→ WHAT IS EXPECTED:
Update the part of the text on Perl and Unicode that opens with "Use of locales with Unicode data" and closes with "return incorrectly-flagged data.", swapping "discouraged" for "not recommended" and repeating the rest unchanged.

Forcing Unicode in Perl (Or Unforcing Unicode in Perl)

Sometimes (see When Unicode Does Not Happen) there are situations where you simply need to force Perl to believe that a byte string is UTF-8, or vice versa. The low-level calls utf8::upgrade($bytestring) and utf8::downgrade($utf8string) are the answers.

Do not use them without careful thought, though: Perl may easily get very confused, angry, or even crash, if you suddenly change the 'nature' of scalar like that. Especially careful you have to be if you use the utf8::upgrade(): any random byte string is not valid UTF-8.

Using Unicode in XS

If you want to handle Perl Unicode in XS extensions, you may find the following C APIs useful. See also Unicode Support in the perlguts manpage for an explanation about Unicode at the XS level, and the perlapi manpage for the API details.

For more information, see the perlapi manpage, and utf8.c and utf8.h in the Perl source code distribution.


BUGS

Interaction with Locales

Use of locales with Unicode data may lead to odd results. Currently, Perl attempts to attach 8-bit locale info to characters in the range 0..255, but this technique is demonstrably incorrect for locales that use characters above that range when mapped into Unicode. Perl's Unicode support will also tend to run slower. Use of locales with Unicode is discouraged.

Interaction with Extensions

When Perl exchanges data with an extension, the extension should be able to understand the UTF-8 flag and act accordingly. If the extension doesn't know about the flag, it's likely that the extension will return incorrectly-flagged data.

→ AVAILABLE DATA:
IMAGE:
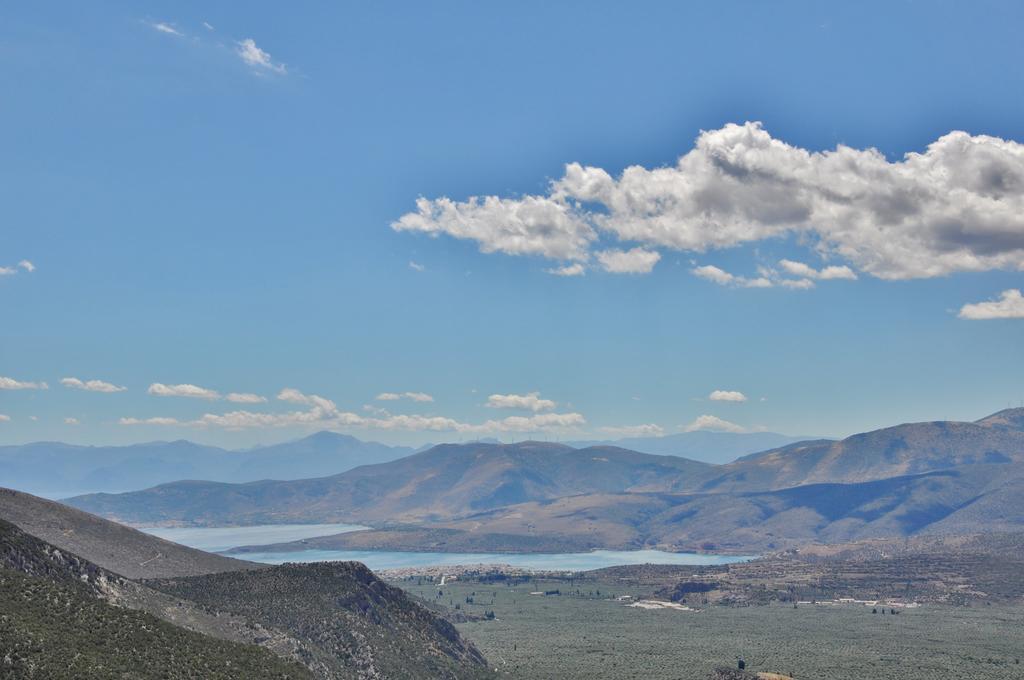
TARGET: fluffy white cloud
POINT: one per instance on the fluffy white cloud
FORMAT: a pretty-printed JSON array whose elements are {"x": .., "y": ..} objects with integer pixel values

→ ANSWER TO THE TASK:
Use of locales with Unicode data may lead to odd results. Currently, Perl attempts to attach 8-bit locale info to characters in the range 0..255, but this technique is demonstrably incorrect for locales that use characters above that range when mapped into Unicode. Perl's Unicode support will also tend to run slower. Use of locales with Unicode is not recommended.

Interaction with Extensions

When Perl exchanges data with an extension, the extension should be able to understand the UTF-8 flag and act accordingly. If the extension doesn't know about the flag, it's likely that the extension will return incorrectly-flagged data.